(Entries from a pointing dataset)
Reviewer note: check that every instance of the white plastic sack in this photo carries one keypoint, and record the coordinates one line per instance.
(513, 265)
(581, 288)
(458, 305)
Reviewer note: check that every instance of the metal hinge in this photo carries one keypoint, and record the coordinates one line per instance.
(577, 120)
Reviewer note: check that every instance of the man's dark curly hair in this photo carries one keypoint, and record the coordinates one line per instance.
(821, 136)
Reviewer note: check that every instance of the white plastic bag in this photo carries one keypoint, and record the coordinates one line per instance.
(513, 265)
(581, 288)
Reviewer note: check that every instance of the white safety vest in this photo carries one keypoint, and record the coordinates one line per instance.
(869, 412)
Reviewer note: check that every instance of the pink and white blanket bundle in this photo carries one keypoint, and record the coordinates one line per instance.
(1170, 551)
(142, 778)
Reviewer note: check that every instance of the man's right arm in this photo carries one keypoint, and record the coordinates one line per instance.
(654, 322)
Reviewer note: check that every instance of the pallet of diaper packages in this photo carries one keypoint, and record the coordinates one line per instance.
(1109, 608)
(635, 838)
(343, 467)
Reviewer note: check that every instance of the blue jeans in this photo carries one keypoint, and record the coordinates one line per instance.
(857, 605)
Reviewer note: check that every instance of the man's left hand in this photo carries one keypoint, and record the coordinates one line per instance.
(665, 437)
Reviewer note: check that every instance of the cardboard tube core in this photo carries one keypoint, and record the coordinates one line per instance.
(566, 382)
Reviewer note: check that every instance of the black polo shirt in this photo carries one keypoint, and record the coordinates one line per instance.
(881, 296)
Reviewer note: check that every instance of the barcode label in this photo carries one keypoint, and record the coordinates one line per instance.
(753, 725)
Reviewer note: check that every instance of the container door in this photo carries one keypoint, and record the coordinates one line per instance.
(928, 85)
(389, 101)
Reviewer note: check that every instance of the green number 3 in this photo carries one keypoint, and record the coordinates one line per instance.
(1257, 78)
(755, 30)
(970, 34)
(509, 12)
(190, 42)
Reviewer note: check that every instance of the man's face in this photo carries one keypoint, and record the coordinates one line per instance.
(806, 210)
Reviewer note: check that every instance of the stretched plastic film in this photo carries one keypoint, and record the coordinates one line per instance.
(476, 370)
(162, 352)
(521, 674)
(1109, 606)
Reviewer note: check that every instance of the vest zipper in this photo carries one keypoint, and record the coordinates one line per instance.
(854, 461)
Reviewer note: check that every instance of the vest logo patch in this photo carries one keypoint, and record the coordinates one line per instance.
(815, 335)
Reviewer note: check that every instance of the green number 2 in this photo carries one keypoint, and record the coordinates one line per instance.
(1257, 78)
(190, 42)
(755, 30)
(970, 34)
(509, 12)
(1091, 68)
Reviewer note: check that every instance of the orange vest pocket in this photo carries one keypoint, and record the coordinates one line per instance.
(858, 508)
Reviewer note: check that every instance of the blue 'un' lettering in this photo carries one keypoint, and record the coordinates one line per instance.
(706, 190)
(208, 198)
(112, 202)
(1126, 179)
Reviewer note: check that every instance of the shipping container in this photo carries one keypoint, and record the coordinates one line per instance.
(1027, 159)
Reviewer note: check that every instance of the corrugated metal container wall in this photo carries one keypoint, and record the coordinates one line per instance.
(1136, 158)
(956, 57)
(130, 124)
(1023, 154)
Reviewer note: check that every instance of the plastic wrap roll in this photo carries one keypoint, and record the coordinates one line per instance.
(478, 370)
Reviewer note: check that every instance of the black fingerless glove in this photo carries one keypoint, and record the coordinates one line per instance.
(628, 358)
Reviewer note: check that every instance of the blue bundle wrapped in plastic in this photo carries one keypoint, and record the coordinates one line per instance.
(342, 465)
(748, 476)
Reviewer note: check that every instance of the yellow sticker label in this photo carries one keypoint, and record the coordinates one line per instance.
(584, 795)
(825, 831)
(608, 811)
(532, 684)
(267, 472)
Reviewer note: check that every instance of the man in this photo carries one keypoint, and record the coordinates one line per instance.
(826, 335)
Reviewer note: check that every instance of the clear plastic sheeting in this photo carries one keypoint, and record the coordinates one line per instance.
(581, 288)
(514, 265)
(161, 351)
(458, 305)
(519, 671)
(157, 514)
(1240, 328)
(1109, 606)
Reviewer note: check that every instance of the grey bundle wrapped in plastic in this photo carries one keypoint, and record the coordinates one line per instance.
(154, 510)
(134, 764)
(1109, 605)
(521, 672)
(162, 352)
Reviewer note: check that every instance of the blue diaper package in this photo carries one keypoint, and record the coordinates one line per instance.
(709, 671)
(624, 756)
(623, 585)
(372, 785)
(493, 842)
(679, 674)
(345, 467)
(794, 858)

* WRITTEN REQUEST
Retype the lines of the records verbatim, beginning with the one that contains "Reviewer note: check that every instance of the green number 3" and finishing with the one that contains "(1027, 159)", both included.

* WORKED SOLUTION
Reviewer note: check that every instance of the green number 3 in this photo carries one keypoint, and record the coordinates one line per instance.
(1257, 78)
(755, 30)
(970, 34)
(509, 12)
(190, 42)
Reviewer note: check that every instance of the man's face in this photo carries one keypoint, and record the coordinates one line per instance.
(806, 210)
Reviewer note: check that every instance of the stretched plastic film in this photo carries one keypoint, and record the coordinates one line per instance.
(476, 370)
(162, 352)
(521, 674)
(1109, 606)
Reviewer note: check that every instance of the vest zipper in this photo carries one keypoint, and record the coordinates one line per instance.
(854, 461)
Reviewer note: check that every instance of the vest logo patch in this photo carries one keypoint, and record the coordinates one line per instance.
(815, 335)
Reviewer note: check that every instance of the green number 2 in this photo carries one keypoint, and record the coordinates one line per instance.
(1257, 78)
(190, 42)
(755, 30)
(970, 34)
(509, 12)
(1091, 68)
Reviewer note: check that every instance of the orange vest pocket in this photo carries one keypoint, and record the coordinates one line per instance.
(858, 508)
Reviewer note: check that every instance of the blue 'un' lettering in this photo carries one keypoint, and record the coordinates one line per instance.
(706, 190)
(208, 198)
(112, 202)
(1126, 179)
Reviewer note: check that every instance of the shipping container in this photo carries one keypoint, and record the coordinates one line per instance.
(1027, 159)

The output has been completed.